Notre rôle est d’assurer la continuité des soins

Pour elle, le tri effectué auparavant par le 1733 était aussi un garde-fou permettant de garder de bonnes conditions de travail. "Notre rôle est d’assurer la continuité des soins et on a envie que les patients soient soignés dans des bonnes conditions. Or si on est réveillé plusieurs fois au milieu de la nuit pour des motifs non urgents, cela veut dire qu’on enchaîne une garde de 14 heures puis une journée de travail normal. La gestion, la fatigue, l’énervement deviennent alors beaucoup plus compliqués à gérer." 

Des problèmes d’insécurité assez récurrents

À cela, s’ajoutent également des conditions d’insécurité : "Il y a également une anxiété de devoir se déplacer chez le patient. Il y a des gens qui ont tendance à beaucoup appeler la garde. Quand on en fait beaucoup, on les connaît. Entre collègues, on se prévient pour certains patients pour lesquels il vaut mieux privilégier le contact téléphonique, sans aller sur place, parce qu’il peut y avoir de l’insécurité. Certains peuvent être agressifs si on ne donne pas l’ordonnance demandé. Ils en arrivent même à enfermer le médecin pour l’obtenir."

D’emblée, il m’a ouvert en caleçon

Le Dr Madeline Votron ne s’en cache pas : si elle vit ces déplacements chez les patients avec appréhension, c'est qu’elle a déjà vécu des mauvaises expériences. "J’ai déjà été chez un patient qui était vraiment très saoul et qui a commencé à devenir violent et un peu taquin. Mais moi, je ne savais pas trop comment réagir. C’était une de mes premières gardes dans la région. Et puis, d’emblée, il m’a ouvert en caleçon. Je ne savais pas quoi faire et c’est toujours étrange de partir. C’était vraiment compliqué de lui dire que j’allais quitter et que j’avais essayé de répondre à ses attentes, il s’énervait parce qu’il était sous influence de l’alcool."

En toile de fond, des craintes pour le bien-être au travail et la pénurie de médecins

En toile de fond, ce nouveau système de garde souligne une problématique de bien-être des médecins, avec la crainte qu’une dégradation des conditions de travail ne fasse augmenter les pénuries.

"On a envie que les médecins généralistes soient pris en considération dans les décisions. Ça a été une décision qui n’a pas été concertée. Si on retourne en arrière de dix ans, alors qu'on avait gagné un peu de sécurité, de confort de vie, on arrive dans une pénurie de médecins généralistes", ajoute Madeline Votron. Et on s’inquiète de voir que les médecins généralistes épuisés partent vers d’autres branches de la médecine."

**Données affichées**
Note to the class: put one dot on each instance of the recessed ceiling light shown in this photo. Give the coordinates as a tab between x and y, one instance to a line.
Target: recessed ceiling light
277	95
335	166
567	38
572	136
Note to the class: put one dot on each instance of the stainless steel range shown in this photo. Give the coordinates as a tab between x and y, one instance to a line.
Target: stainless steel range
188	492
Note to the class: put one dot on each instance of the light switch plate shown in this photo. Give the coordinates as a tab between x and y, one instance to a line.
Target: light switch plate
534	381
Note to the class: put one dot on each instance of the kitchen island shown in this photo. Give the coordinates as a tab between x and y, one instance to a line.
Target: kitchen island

**Consigne 1**
D'après l'extrait sur les gardes des médecins généralistes, combien d'heures dure la garde qui précède la journée de travail normal ?
**Consigne 2**
Reprenez l'extrait sur les gardes des médecins généralistes à la suite de sa dernière phrase.

**Réponse rédigée 1**
14 heures.

**Réponse rédigée 2**
Le cabinet Vandenbroucke promet des solutions

Contacté par la RTBF, le cabinet du ministre fédéral Frank Vandenbroucke (Vooruit) affirme que le déplacement des médecins pendant la nuit dans des cas particuliers (patients en maisons de retraite, patients grabataires, certificats de décès et patients en soins palliatifs) "n'était pas une directive officielle, et n’est pas en adéquation avec les recommandations du Manuel belge de Régulation médicale, ni avec ce que la première ligne doit offrir aux citoyens."

Conscient des efforts

"Le 1733 suivra maintenant les directives officielles, ce qui implique que certains patients avec des niveaux d’urgence suffisants pourront également être vus pendant la nuit, même en ne rentrant pas dans les quatre catégories précitées", ajoute-t-il.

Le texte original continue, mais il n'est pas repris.